§ Task statement:
Check every line of the data below for "mantel". Copy each one that has it.
>>>>>
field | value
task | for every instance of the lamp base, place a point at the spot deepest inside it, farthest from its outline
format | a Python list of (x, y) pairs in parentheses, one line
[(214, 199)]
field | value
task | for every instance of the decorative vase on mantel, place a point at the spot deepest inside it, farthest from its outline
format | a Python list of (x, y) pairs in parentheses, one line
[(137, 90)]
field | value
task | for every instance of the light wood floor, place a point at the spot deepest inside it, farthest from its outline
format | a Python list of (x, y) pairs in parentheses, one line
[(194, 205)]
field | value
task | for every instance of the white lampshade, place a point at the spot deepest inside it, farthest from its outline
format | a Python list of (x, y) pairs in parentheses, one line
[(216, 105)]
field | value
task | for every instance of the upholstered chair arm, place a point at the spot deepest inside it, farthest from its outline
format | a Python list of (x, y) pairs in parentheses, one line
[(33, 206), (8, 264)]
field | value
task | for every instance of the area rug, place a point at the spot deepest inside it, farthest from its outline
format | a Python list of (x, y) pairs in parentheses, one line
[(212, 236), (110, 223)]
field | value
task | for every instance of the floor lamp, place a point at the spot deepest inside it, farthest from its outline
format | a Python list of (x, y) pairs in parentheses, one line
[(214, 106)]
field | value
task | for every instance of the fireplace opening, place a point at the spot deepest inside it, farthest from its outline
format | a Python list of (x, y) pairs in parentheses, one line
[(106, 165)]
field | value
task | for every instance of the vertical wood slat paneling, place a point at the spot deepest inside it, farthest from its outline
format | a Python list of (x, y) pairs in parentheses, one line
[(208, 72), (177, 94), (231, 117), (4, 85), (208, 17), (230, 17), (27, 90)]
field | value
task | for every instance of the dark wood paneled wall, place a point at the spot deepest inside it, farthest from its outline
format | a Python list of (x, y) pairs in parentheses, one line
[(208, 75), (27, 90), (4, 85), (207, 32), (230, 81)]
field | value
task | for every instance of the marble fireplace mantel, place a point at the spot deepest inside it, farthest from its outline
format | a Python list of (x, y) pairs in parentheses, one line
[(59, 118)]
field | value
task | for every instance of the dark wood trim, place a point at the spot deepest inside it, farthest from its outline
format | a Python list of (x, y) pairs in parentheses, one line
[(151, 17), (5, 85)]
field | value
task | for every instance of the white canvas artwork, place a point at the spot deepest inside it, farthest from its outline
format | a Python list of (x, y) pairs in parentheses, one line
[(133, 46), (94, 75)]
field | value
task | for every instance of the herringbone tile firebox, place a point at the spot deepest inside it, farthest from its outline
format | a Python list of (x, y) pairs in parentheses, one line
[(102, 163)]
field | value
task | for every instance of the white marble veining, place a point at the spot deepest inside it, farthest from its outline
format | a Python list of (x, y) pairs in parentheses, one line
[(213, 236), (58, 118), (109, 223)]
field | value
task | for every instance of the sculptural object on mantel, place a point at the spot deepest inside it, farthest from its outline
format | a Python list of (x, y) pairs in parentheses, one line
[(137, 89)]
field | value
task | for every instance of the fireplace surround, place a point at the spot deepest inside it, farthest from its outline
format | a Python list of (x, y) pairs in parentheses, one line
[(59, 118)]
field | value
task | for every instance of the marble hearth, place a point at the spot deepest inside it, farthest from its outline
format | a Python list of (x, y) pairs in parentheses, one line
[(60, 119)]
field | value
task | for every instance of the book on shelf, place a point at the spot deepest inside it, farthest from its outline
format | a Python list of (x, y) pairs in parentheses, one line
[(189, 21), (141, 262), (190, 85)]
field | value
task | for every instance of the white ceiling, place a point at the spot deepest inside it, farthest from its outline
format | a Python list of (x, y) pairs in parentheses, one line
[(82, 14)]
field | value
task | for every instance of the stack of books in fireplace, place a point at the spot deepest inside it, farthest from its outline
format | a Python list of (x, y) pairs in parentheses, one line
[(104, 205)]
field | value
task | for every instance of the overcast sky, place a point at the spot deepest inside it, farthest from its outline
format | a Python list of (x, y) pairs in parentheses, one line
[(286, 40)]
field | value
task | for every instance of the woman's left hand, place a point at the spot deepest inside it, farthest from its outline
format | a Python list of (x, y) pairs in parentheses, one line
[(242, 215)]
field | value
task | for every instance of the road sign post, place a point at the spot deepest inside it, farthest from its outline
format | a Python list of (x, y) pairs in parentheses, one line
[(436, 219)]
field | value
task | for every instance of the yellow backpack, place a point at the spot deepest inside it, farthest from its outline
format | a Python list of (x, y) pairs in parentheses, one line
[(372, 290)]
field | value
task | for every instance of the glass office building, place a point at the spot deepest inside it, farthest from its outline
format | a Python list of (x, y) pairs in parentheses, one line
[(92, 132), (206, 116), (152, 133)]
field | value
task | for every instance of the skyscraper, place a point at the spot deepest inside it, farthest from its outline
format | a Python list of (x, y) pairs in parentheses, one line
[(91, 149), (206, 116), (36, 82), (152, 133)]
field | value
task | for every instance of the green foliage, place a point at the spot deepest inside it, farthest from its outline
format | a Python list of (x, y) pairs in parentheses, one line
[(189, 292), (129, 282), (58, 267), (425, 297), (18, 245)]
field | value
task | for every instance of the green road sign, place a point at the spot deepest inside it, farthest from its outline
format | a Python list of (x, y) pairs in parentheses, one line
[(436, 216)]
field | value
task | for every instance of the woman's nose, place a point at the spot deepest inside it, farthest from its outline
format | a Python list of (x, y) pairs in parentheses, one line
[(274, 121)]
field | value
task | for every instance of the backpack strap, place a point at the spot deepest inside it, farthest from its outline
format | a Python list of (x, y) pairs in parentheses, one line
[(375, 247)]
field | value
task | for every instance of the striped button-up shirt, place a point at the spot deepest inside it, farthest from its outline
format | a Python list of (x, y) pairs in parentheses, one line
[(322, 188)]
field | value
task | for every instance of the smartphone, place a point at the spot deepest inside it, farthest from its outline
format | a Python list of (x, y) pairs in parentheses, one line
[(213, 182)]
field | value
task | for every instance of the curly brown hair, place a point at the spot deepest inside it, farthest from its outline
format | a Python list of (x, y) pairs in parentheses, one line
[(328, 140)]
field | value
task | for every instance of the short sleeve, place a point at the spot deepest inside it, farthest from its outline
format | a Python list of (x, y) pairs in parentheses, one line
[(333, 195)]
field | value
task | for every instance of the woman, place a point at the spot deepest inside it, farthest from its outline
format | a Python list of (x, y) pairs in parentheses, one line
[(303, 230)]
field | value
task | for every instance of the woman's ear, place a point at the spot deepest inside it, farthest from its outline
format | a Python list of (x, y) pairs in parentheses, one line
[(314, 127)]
<<<<<
§ Task solution:
task | for every instance of the decorative vase on mantel, place a point at the spot deepest inside it, farthest from its outline
task | for every instance of the marble fireplace mantel, place a point at the spot deepest inside it, farthest from its outline
task | for every instance of the sculptural object on mantel, place a point at the spot deepest inside it, farthest from its outline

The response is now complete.